### Task to carry out
Look through the material below and copy exactly the lines from the line with "point(217, 403)" to the line with "point(559, 193)", those two lines included.

=====

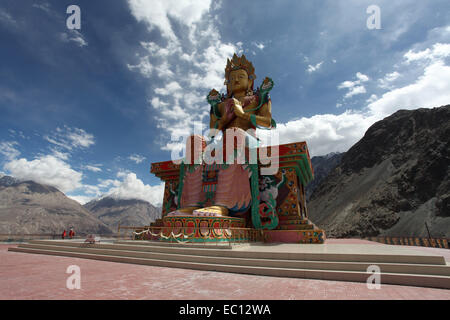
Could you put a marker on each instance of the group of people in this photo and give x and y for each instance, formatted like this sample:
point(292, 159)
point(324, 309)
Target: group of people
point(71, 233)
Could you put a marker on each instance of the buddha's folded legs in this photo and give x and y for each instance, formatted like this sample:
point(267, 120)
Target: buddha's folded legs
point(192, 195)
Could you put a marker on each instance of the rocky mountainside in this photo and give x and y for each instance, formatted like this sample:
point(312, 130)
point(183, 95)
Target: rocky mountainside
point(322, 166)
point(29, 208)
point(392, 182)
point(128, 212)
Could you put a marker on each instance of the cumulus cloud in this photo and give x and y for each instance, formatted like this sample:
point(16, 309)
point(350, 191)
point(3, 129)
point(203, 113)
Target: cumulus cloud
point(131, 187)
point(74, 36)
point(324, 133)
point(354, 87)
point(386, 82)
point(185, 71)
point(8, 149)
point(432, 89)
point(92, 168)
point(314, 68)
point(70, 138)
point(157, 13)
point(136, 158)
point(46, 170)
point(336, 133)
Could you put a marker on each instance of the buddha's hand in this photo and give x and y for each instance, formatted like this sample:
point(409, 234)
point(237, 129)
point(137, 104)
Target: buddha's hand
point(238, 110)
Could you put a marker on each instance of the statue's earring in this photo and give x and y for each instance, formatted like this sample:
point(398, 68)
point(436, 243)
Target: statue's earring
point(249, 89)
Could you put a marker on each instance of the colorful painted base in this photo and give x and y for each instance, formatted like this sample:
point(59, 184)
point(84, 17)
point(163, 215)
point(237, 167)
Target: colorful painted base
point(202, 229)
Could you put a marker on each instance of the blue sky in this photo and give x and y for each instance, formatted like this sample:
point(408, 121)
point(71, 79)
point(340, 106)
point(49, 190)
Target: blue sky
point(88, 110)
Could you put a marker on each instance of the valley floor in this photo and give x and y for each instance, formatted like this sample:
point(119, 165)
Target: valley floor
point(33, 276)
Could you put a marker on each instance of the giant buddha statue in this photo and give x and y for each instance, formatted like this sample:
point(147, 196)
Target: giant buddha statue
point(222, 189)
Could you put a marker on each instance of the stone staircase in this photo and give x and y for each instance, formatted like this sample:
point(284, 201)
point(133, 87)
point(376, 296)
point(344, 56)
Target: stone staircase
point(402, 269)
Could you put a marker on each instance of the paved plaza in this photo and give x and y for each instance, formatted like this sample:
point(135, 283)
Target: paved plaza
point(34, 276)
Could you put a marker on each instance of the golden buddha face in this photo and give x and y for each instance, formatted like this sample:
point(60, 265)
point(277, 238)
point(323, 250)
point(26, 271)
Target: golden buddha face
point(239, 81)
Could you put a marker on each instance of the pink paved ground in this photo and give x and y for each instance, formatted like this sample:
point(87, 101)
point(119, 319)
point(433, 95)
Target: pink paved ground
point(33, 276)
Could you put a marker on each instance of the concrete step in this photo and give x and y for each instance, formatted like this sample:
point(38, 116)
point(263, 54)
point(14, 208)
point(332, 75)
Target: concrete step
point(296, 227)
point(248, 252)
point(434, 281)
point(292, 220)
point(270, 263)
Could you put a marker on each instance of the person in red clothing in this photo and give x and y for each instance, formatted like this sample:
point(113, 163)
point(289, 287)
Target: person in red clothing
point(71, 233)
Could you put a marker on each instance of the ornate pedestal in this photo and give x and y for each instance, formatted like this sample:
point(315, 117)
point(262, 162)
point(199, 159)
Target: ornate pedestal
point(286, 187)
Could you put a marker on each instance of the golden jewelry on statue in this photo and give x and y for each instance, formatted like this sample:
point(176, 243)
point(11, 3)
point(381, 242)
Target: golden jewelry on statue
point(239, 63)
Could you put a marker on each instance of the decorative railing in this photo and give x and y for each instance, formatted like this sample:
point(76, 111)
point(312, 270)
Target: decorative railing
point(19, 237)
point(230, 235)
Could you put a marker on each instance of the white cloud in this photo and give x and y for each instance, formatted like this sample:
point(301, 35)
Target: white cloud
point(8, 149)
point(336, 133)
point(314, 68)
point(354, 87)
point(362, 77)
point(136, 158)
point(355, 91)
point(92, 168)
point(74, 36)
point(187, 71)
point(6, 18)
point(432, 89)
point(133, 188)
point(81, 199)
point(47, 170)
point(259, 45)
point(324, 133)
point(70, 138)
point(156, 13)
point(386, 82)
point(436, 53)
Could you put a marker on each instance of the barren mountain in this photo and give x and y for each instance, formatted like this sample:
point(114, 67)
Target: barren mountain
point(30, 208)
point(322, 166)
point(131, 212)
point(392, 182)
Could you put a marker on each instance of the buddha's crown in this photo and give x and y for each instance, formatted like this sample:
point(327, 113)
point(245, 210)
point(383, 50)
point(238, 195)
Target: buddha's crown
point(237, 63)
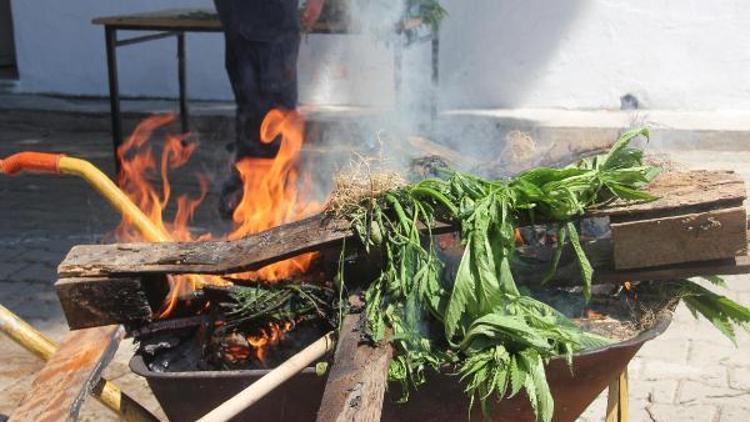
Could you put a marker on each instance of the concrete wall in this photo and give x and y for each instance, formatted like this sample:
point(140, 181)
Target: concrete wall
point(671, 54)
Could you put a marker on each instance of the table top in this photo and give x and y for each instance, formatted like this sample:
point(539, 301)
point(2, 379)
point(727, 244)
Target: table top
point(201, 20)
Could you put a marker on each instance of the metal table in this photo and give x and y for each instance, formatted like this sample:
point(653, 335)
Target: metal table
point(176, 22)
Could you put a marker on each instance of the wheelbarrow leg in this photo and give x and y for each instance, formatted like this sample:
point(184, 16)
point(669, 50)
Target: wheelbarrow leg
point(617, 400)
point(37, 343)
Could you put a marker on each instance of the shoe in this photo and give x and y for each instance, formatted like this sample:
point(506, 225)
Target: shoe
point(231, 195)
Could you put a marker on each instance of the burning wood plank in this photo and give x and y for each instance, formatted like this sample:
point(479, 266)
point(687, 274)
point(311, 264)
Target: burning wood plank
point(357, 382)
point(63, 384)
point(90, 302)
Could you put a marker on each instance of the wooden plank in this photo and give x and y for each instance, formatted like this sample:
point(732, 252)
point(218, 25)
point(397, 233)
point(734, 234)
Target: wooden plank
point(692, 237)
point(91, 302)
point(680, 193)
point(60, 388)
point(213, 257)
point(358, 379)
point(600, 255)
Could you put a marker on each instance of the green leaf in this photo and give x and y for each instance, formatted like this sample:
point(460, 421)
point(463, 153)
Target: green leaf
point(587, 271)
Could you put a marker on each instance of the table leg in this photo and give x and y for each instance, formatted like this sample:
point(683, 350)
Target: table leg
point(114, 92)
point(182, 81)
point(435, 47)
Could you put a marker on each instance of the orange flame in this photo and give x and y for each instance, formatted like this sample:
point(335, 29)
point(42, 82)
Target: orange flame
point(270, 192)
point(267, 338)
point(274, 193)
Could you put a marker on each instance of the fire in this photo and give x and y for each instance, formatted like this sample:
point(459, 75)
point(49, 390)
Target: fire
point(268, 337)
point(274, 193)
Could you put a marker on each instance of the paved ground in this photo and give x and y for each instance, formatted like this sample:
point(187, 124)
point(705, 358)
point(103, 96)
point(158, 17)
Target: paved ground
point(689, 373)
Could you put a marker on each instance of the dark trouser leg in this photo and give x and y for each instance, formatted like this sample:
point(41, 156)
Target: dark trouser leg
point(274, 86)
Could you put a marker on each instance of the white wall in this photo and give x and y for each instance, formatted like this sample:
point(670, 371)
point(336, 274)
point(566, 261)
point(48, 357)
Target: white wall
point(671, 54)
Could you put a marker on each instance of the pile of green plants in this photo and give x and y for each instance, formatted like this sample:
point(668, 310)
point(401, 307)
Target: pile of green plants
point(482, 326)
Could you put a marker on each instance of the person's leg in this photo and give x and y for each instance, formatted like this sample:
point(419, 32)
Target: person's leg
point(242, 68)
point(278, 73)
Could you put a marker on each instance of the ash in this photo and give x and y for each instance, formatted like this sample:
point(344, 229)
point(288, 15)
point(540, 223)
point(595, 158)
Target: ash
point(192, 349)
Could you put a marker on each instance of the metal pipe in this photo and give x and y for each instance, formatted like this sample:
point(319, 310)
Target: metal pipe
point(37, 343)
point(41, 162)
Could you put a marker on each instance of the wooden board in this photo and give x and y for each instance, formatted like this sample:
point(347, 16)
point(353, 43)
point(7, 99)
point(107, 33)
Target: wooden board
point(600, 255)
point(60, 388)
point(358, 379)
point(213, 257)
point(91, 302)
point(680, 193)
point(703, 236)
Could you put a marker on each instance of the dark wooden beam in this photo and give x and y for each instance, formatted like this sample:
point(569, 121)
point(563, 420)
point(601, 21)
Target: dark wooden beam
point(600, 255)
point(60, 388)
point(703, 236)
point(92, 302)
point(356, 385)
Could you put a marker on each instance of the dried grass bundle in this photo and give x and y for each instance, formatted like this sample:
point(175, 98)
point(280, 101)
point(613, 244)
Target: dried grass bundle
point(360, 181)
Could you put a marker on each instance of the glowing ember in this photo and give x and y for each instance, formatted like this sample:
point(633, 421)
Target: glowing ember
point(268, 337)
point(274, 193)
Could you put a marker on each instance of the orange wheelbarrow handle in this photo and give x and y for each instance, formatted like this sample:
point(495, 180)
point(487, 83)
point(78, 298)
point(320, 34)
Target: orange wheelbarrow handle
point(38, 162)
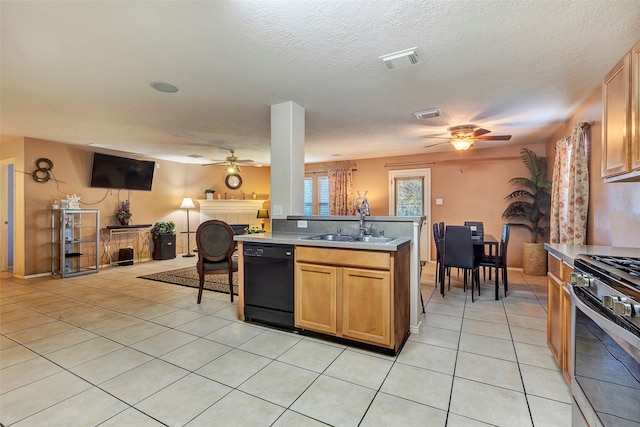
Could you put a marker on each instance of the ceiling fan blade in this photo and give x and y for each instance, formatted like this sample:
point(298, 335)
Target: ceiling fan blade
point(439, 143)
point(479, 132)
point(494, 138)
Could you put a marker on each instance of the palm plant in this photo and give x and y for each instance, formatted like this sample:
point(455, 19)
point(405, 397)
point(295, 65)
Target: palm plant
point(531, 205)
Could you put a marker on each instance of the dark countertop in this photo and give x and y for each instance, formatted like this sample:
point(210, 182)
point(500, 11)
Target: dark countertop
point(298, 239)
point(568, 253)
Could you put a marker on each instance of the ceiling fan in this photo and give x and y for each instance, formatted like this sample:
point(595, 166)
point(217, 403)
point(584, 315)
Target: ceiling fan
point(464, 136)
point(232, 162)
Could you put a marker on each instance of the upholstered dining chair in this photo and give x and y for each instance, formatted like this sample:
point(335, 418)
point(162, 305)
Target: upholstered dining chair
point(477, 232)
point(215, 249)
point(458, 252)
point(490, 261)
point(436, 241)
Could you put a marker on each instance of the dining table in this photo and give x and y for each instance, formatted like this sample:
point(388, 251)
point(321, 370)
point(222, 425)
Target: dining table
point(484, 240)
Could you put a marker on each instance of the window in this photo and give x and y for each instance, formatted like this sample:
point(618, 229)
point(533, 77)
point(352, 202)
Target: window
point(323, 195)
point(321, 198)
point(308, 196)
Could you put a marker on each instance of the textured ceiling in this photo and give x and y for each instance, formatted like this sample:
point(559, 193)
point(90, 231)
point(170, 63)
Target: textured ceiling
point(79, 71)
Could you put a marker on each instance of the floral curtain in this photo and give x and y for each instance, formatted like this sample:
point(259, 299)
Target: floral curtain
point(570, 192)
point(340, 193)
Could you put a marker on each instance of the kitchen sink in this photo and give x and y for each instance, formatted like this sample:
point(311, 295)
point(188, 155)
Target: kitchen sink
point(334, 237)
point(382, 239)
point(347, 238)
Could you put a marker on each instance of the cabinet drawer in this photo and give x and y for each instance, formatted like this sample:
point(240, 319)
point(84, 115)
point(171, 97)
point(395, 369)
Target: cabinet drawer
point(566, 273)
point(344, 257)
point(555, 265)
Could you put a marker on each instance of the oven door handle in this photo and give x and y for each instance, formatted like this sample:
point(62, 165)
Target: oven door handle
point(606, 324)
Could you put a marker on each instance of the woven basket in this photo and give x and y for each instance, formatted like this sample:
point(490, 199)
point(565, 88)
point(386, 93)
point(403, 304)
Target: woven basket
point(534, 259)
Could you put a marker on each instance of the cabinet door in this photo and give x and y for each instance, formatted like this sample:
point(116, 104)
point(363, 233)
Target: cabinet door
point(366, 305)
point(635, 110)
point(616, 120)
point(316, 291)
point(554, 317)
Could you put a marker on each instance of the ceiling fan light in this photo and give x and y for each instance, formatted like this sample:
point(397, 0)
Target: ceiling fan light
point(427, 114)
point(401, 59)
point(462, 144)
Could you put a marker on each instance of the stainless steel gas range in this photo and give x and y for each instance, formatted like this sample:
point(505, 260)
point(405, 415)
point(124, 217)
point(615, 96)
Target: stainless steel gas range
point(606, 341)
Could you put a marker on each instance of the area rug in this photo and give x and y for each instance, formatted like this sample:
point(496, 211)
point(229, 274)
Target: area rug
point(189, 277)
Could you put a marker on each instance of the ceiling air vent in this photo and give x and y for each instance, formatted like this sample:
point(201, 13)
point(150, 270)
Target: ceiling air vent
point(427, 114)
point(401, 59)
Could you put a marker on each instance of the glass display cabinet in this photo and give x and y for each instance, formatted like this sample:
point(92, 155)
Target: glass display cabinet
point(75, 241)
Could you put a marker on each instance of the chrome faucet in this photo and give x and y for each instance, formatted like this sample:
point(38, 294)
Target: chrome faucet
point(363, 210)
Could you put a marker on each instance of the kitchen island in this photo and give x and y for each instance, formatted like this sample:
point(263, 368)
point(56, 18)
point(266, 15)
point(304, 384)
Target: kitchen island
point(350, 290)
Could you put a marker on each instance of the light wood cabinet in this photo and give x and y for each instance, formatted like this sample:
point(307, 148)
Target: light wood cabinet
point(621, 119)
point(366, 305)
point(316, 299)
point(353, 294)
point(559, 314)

=====

### Result below
point(217, 403)
point(584, 315)
Target: ceiling fan
point(464, 136)
point(232, 162)
Could you put a marker on each instance of the upholstered dining chair in this photo and give x and y for each instance, formatted like this sample:
point(335, 418)
point(162, 305)
Target: upholstered dining chair
point(477, 232)
point(215, 249)
point(458, 252)
point(490, 261)
point(436, 241)
Could you put a marker on each instance of the dining table in this photo and give x and y for each instance, formatted like this sample:
point(388, 251)
point(321, 370)
point(222, 425)
Target: dining table
point(484, 240)
Could you put a marker on each instance of the window in this photo and give x and y for each instance, formatted like this sample:
point(618, 229)
point(533, 77)
point(352, 202)
Target: window
point(323, 195)
point(321, 198)
point(308, 196)
Could you put a marker on each instance of the textured ceiling in this photo and give x and y for each instance, formatted like this sample:
point(559, 193)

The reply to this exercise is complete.